## Exercise aim
Could you please return each line of the data that has the word "potted"?

## Data under study
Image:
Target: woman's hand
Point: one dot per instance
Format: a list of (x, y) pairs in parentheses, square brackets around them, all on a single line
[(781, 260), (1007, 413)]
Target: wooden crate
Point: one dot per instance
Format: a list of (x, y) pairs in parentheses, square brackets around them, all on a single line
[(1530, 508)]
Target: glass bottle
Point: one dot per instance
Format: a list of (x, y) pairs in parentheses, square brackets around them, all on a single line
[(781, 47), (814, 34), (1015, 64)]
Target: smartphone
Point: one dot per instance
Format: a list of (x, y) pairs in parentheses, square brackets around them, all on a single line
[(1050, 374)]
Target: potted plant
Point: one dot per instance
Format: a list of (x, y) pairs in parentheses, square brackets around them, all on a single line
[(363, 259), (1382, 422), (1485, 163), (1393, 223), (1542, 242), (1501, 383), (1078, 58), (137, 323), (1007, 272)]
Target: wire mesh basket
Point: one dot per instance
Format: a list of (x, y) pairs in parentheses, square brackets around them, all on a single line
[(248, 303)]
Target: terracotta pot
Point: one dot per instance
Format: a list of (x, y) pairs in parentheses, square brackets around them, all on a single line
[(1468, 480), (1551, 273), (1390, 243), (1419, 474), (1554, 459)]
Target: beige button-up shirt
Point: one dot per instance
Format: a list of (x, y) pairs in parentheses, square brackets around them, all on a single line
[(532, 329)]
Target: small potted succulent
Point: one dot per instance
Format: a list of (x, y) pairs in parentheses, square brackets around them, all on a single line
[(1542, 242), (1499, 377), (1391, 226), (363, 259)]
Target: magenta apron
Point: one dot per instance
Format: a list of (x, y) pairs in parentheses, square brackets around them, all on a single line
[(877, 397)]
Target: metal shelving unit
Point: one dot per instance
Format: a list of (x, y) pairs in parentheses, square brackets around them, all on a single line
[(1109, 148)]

## Expected answer
Target: potted plant
Target: small potted succulent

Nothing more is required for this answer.